Object pointing dataset rows
....
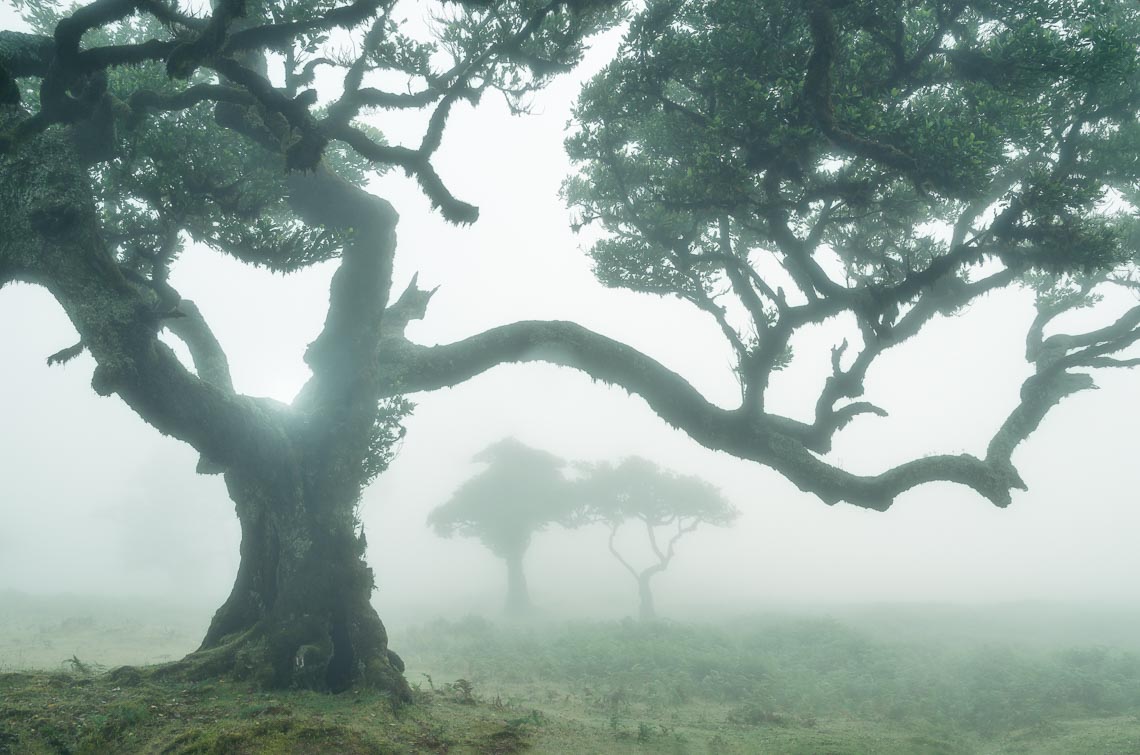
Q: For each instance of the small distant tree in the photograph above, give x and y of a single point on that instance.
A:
(519, 494)
(664, 502)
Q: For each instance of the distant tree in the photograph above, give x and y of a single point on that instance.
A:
(132, 130)
(520, 493)
(667, 504)
(776, 164)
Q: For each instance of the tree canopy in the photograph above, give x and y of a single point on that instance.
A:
(868, 164)
(776, 164)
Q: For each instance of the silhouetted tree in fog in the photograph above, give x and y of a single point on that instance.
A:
(520, 493)
(128, 130)
(776, 164)
(668, 505)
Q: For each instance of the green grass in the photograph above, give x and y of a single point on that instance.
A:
(775, 684)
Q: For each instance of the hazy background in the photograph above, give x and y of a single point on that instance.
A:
(92, 501)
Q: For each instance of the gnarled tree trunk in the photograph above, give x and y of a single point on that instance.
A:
(299, 614)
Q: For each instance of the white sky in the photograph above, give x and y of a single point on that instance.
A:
(92, 500)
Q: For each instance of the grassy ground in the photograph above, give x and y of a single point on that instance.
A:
(776, 684)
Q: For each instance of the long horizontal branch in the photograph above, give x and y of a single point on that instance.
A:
(752, 436)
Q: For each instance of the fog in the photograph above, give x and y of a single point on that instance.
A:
(95, 502)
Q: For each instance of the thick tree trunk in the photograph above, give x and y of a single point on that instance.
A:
(518, 597)
(646, 610)
(299, 614)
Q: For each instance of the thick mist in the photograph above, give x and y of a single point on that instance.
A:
(95, 502)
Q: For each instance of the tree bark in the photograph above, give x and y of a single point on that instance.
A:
(518, 597)
(299, 614)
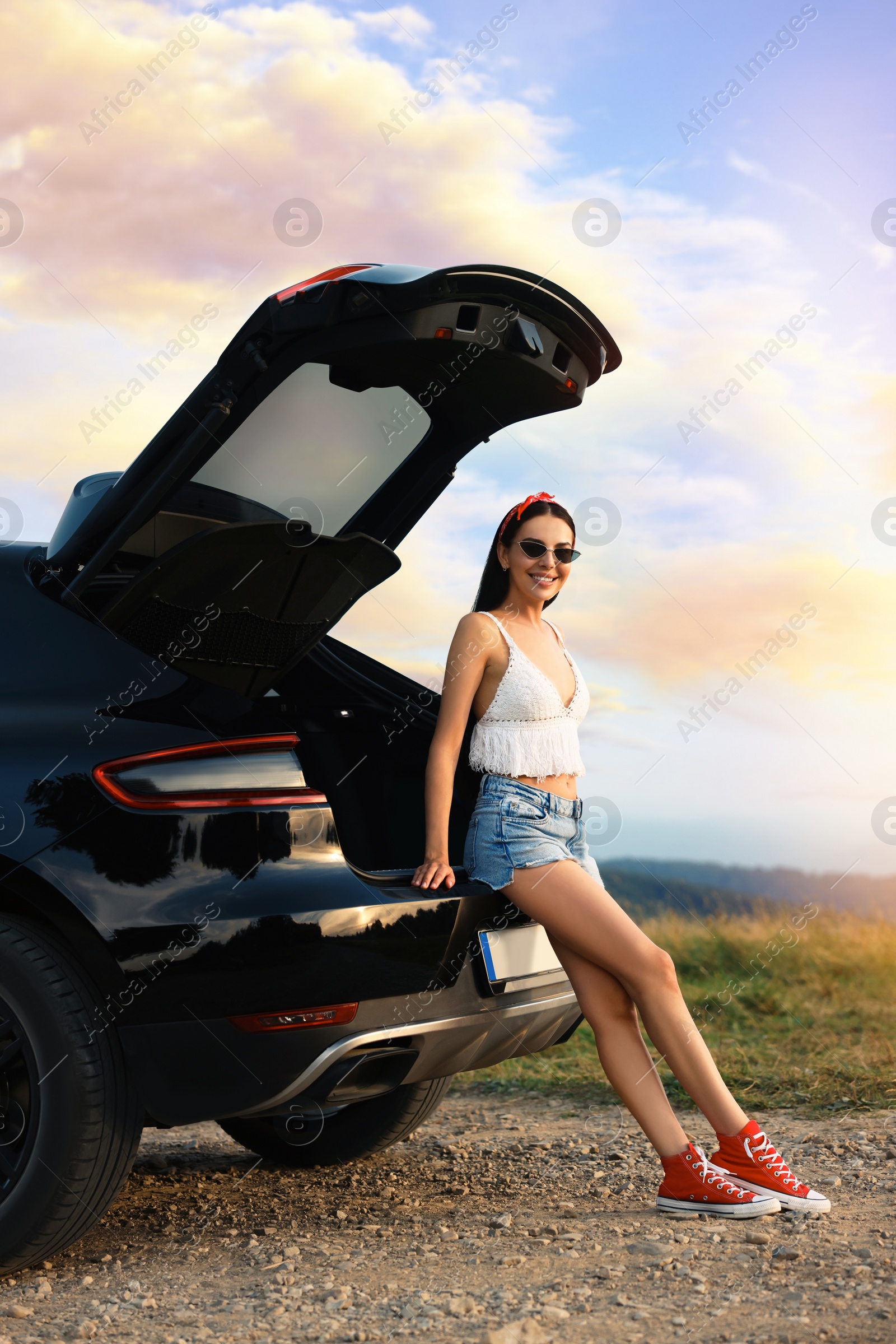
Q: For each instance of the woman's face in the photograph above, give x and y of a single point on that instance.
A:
(540, 578)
....
- **EXERCISE AIM**: Could you rewrite every one of the entries above as a numbered list, skipping blank lines and leaving the pictures out?

- **EXPECTED ANSWER**:
1. Q: For each instance of the small distant tree in the photograph above, give x and y of a single point on that instance.
2. A:
3. (519, 494)
4. (664, 502)
5. Q: For each instance of the distant tree in the photograph above, give x and y of a single point on that instance.
6. A:
7. (132, 130)
8. (520, 493)
9. (667, 504)
10. (776, 164)
11. Q: For each instance of the tree canopy in the photograph above, give x and y of a single point on that instance.
12. A:
13. (868, 164)
14. (776, 164)
15. Q: For each instance of the silhouetted tree in fog in the photograph above, give x and y of a single point on that instance.
16. A:
17. (520, 493)
18. (128, 130)
19. (776, 164)
20. (668, 505)
21. Q: For each instance of the green grass in the photograph above, give x and y of a single point on that instance.
22. A:
23. (775, 684)
24. Q: For each instance of the hazy background in the photograph above, give x and y of a single point on that instance.
25. A:
26. (92, 501)
27. Q: For each instance of the gnarled tree trunk in the photograph above, give x and y of a single point on that instance.
28. A:
29. (299, 614)
30. Q: For each instance of the white sky in the photograph above, give x and y of a single point on that instance.
31. A:
32. (92, 500)
33. Q: For each instance of the grassy ground in the photograph above, give x and y of a single point on that instance.
34. A:
35. (776, 684)
36. Q: For each instance of the long horizontal branch in the photograph above, give x and y of a single point on that instance.
37. A:
38. (752, 436)
39. Q: For each instance of the fog in the photograph above, give x and y of a single point on that instance.
40. A:
41. (95, 502)
42. Q: For each instance of the thick tree trunk in the photograph above, give x and y of a single point on that instance.
43. A:
44. (518, 597)
45. (646, 610)
46. (299, 614)
47. Q: For each instance of the thick mist in the photograph above, give x and y of a single point on that instance.
48. A:
49. (95, 502)
50. Q: For each instance of the tree bark in the photograph above, give x and y of a single point on that instance.
51. A:
52. (518, 597)
53. (299, 614)
54. Q: For each instance of the woman's face in the photograph above, give x and y of a single point on that instance.
55. A:
56. (540, 578)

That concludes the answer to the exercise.